> INSTRUCTIONS TO FOLLOW
Each record needs to be echoed exactly; can you do that?

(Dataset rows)
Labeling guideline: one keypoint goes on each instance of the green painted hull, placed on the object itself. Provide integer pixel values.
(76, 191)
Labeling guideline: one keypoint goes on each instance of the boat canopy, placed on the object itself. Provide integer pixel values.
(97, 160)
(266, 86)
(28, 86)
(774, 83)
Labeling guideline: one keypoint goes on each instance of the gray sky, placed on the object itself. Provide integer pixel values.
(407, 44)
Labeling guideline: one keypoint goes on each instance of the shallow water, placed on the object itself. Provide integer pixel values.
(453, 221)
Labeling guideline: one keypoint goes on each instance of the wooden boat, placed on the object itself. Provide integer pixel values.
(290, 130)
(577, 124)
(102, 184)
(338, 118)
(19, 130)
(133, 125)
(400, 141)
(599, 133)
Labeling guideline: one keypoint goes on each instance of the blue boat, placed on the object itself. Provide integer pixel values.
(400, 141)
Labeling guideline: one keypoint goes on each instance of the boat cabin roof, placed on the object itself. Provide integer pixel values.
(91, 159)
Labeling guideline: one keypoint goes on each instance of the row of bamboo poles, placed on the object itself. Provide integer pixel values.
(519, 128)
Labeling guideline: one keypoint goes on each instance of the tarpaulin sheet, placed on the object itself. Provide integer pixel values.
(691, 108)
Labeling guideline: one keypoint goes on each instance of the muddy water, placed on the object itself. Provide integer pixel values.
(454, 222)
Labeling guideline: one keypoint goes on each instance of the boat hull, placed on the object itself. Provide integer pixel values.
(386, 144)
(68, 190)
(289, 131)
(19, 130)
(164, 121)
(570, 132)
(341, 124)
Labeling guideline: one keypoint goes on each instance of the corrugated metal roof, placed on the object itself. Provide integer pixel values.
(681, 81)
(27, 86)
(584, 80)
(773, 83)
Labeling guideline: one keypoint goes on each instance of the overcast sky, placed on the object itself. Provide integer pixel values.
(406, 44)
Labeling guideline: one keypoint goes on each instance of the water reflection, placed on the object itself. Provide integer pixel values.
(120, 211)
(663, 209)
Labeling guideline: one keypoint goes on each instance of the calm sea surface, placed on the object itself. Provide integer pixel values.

> TASK RESULT
Labeling guideline: one keypoint goes on each instance of the green painted hull, placed on the object itself. Provide integer pixel values.
(76, 191)
Labeling guideline: one keypoint goes on each instance of the boat canopy, placed on the object itself. Provide integer pixel values.
(97, 160)
(266, 86)
(28, 86)
(774, 83)
Labeling guideline: one keypoint goes on each instance of the gray sky, placed on the object itself. Provide integer pixel values.
(407, 44)
Labeling guideline: one keypoint goes on each instance of the shallow water, placed on the object itself. Provide integer pixel values.
(453, 221)
Labeling guideline: one keypoint goes on each instance of the wooden boat, placed on the object itself. Provide integer pixel values.
(290, 130)
(577, 124)
(102, 184)
(338, 118)
(19, 130)
(133, 125)
(400, 141)
(599, 133)
Labeling guideline: one keypoint goes on each instance of the blue boat, placed on the object itself. Provide integer pixel values.
(400, 141)
Labeling guideline: one keypoint goes on each instance of the boat cabin roof, placed on the object itself. Provide integer pixel values.
(91, 159)
Labeling guideline: one keypoint goes on each instance of the row of bamboo poles, placed on the object itself. Provide integer pixel values.
(519, 128)
Labeling guideline: one keypoint goes on each instance of the tarpaulin sheet, placed on the object itself. Provide integer pixel values.
(691, 108)
Labeling guideline: one keypoint goes on each instance of the muddy water, placed on the object itself. Provide integer pixel values.
(454, 222)
Labeling guideline: one keypoint goes on each instance of the boat hull, placed on the object itself. Provide integer pixel values.
(386, 144)
(68, 190)
(289, 131)
(19, 130)
(164, 121)
(570, 132)
(341, 124)
Labeling guideline: one keypoint goes on each instance of the corrugated metal roof, placed on the object itself. Provide integer pixel values.
(681, 81)
(27, 86)
(584, 80)
(773, 83)
Labeling guideline: one keypoint goes on each instance of the overcast sky, placed on the object itself. Provide integer pixel values.
(406, 44)
Labeling guideline: one keypoint goes on each instance of the water reflection, placed on the object itself. Provide integer pixel values.
(120, 211)
(663, 209)
Labeling guideline: one keypoint goes on each instance of the calm sea surface, placed on the object itself. Provide integer pixel values.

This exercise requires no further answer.